=== Selection ===

Attracted as she is to him, Magda's suspicious. You know, considering he's an Elf and he helped Lavana torture her.
Endreas leaves her, but promises not to go far.
On her way through the magical, danger-fraught forests of Alfheim, she's attacked by a nymph.
The nymph is Honeysuckle. She's in love with Kaelan and is afraid Magda will come between them. Especially since every so often, a Rae will go into her Shine. When that happens, there's nothing that can keep a Prince away from a Rae.
Magda reassures Honeysuckle that she's not interested in Kaelan, or any Prince for that matter. Honey reveals that Kaelan has only recently discovered that he's a Pixie Prince. For the first eighteen years of his life, he was under a spell that made him appear to be an imp. Even he didn't know the truth.
In the meantime, Magda discovers that the brownie has taken the Enneahedron to the rebels, those who wish to overthrow the Elf King. She, Damion, and Hero go with Honeysuckle and Kaelan to speak to an ancient forest spirit who may be able to help Magda recover the Enneheadron and Kaelan discover more about his mysterious past. But when they get there, the tree spirit turns out to be an empusa, a soul-sucking creature.

=== Records supplied ===

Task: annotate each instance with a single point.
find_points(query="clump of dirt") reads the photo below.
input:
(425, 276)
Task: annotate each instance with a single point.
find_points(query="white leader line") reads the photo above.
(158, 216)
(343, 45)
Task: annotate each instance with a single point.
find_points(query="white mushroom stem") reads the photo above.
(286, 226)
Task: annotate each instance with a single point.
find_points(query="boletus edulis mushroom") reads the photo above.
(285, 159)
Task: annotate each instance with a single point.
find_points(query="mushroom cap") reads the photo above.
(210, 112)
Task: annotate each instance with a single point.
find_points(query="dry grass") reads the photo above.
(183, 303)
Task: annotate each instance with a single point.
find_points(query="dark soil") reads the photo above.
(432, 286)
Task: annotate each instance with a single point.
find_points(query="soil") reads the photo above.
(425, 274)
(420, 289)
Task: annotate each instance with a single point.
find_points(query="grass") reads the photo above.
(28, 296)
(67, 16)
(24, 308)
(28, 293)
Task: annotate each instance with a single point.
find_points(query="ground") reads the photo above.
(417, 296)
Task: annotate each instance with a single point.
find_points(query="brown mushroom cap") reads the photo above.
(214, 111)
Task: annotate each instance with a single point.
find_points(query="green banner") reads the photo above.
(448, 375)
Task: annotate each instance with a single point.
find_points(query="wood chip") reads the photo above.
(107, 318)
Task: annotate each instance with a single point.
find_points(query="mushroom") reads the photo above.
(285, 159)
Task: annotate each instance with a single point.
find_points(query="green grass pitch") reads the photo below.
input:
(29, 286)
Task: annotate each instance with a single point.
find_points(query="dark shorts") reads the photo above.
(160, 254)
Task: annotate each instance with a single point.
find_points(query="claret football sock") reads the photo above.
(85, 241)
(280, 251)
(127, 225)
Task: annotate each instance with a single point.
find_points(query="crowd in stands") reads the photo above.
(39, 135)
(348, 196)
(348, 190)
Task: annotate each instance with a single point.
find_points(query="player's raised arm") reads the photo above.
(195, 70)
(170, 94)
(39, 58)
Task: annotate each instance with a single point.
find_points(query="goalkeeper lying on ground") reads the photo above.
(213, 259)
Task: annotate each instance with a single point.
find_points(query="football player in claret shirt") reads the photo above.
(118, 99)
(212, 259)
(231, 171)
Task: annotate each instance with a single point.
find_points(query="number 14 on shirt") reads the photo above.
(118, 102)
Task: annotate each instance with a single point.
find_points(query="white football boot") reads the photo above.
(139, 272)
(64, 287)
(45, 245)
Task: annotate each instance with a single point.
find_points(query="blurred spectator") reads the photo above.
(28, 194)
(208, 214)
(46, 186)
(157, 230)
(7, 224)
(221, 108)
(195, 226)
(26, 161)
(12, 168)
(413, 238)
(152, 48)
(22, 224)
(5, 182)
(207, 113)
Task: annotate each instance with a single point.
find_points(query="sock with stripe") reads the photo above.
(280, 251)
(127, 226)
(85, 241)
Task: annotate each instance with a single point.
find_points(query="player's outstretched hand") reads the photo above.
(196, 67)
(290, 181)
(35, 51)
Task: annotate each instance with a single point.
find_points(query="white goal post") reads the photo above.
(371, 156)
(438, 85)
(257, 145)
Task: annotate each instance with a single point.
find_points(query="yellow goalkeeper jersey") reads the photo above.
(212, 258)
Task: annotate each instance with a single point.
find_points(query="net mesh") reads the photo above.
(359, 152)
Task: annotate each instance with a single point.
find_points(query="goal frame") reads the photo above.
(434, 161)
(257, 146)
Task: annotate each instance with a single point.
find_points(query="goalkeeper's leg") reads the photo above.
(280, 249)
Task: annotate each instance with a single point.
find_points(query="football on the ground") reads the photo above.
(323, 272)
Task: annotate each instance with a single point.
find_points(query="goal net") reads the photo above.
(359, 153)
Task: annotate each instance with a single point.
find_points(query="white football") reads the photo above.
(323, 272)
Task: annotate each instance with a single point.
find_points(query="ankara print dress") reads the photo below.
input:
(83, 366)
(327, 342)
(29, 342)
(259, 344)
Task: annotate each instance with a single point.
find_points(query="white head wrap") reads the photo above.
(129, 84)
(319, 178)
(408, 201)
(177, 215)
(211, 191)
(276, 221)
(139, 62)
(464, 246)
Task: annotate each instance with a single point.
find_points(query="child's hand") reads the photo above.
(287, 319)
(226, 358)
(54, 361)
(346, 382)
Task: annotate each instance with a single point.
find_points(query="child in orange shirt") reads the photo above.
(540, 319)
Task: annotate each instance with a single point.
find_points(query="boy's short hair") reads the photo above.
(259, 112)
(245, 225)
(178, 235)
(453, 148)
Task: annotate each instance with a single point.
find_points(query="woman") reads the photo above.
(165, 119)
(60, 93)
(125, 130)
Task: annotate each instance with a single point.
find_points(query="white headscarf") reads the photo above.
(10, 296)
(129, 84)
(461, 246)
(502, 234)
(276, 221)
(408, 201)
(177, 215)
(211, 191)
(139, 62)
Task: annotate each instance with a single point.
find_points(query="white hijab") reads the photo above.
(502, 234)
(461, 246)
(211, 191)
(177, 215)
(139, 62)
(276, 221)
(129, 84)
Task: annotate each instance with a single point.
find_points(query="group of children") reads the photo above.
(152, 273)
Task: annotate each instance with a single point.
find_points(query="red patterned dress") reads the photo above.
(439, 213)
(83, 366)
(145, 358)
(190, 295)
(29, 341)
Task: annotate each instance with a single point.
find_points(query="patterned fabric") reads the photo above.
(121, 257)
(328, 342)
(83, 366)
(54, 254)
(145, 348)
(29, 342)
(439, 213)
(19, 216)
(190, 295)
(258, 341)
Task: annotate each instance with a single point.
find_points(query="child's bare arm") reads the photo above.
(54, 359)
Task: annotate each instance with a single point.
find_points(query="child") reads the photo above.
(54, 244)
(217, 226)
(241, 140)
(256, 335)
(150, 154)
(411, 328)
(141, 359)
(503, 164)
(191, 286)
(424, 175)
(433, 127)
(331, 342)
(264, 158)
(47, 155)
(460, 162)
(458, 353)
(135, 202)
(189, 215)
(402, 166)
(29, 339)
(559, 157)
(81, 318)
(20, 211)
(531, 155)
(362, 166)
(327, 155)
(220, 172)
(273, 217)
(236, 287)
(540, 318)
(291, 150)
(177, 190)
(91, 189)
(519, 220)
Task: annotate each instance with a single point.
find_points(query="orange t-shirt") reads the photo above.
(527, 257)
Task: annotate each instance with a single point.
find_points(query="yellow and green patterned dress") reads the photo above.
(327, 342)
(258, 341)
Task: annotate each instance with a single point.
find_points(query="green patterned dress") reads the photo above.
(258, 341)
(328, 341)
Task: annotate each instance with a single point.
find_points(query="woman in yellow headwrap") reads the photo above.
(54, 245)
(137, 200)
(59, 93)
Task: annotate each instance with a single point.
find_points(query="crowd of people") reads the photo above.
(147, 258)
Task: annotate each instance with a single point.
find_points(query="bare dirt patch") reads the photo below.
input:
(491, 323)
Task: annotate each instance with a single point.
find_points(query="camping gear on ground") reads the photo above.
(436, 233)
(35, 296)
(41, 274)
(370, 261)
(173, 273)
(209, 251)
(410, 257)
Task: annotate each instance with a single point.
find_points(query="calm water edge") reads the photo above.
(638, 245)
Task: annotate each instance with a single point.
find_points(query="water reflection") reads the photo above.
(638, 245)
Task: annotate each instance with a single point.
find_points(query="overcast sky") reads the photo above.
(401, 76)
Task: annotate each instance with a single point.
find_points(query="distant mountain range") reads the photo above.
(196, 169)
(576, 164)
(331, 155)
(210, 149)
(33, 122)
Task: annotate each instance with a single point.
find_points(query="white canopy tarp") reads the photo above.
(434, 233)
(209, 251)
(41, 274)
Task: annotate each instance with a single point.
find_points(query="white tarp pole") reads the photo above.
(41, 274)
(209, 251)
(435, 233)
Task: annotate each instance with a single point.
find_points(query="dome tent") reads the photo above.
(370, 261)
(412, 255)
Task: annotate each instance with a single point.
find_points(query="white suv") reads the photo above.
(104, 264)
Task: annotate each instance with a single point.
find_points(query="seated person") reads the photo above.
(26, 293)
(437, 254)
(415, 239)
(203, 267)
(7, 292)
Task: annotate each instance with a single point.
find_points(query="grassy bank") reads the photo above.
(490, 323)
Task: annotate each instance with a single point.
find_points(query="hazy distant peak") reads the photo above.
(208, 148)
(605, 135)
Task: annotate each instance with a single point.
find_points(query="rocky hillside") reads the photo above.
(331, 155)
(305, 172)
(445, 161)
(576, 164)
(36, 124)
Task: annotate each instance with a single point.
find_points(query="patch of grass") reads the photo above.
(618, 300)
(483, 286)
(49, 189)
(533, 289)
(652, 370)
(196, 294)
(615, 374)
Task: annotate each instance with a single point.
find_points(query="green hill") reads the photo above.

===

■ Direction 1: In the story summary, what does the ancient forest spirit turn out to be?
■ Direction 2: Please tally the lines of the rows that contain the word "goalkeeper", treating case as significant, and give only the number.

■ Written reply 1: An empusa, a soul-sucking creature.

■ Written reply 2: 3